All extractions were performed on silver birch wood chips supplied by Smurfit Kappa (Piteå, Sweden), with a moisture content of 4 – 5 wt-%. This was determined by drying weighed amounts of biomass at 105ºC for 24 h in tarred, aluminium trays and taking the mass loss as the moisture fraction of the sample. Alkaline extractions were carried out with a sodium hydroxide (NaOH) concentration of 50 g/L at 85, 130 and 170ºC. All conditions had a liquor to wood ratio of 20:1, the 85 and 130ºC being held at their respective extraction conditions for 1 hour, pH being recorded both before and after extraction.

For the 85ºC experiments, a milled sample (<2 mm fraction) of the silver birch wood chips was added, according to the desired loading, and taking into account moisture content. The samples were deposited into empty 50 mL Falcon tubes. Deionised water and NaOH solution were pipetted into different tubes and pH measured before being added to the biomass. The tubes were subsequently placed in a water bath at 85ºC for 1 hour. Tubes were then placed in an ice bath for 10 minutes before being centrifuged at 4000 rpm for 10 minutes. After the supernatant was decanted and collected, the procedure was repeated with deionised water until the pH of the wash water was around neutral. The biomass residue was then transferred to dried, weighed aluminium trays and dried overnight at 105ºC (see Fig. 4).
┄┄┄┄┄┄┄┄┄┄
__EXERCISE DESCRIPTION__.
Answer these questions using the text above on alkaline extraction of birch wood.
(a) What was the moisture content of the silver birch wood chips?
(b) What liquor to wood ratio was used for all conditions?
(c) At what speed and for how long were the tubes centrifuged in the 85ºC experiments?

__RECORD EXCERPTS__.
┄┄┄┄┄┄┄┄┄┄
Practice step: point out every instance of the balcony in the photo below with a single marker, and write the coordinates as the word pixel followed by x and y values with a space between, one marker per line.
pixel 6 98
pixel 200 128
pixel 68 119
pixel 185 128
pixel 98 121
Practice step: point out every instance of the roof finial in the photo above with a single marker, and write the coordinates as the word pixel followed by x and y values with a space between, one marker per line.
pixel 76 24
┄┄┄┄┄┄┄┄┄┄
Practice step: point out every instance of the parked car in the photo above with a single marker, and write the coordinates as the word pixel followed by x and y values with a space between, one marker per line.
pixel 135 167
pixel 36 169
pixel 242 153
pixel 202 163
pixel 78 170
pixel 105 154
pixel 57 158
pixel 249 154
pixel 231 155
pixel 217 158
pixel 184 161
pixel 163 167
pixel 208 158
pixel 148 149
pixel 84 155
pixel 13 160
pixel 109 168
┄┄┄┄┄┄┄┄┄┄
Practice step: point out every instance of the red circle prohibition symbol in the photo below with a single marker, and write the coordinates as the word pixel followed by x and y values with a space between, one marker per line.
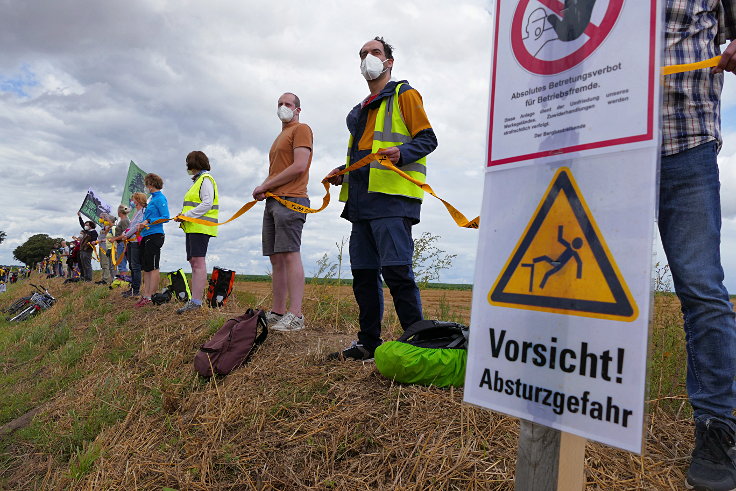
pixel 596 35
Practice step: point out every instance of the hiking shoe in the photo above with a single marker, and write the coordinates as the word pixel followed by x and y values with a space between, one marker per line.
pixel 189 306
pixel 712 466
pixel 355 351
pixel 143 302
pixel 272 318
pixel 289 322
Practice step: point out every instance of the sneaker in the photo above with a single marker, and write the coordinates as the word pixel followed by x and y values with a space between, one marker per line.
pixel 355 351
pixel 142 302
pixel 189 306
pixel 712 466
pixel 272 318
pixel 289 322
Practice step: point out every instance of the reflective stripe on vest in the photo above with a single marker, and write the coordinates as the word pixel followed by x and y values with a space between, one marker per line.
┄┄┄┄┄┄┄┄┄┄
__YOUR SOLUTION__.
(a) 4 – 5 wt-%
(b) 20:1
(c) At 4000 rpm for 10 minutes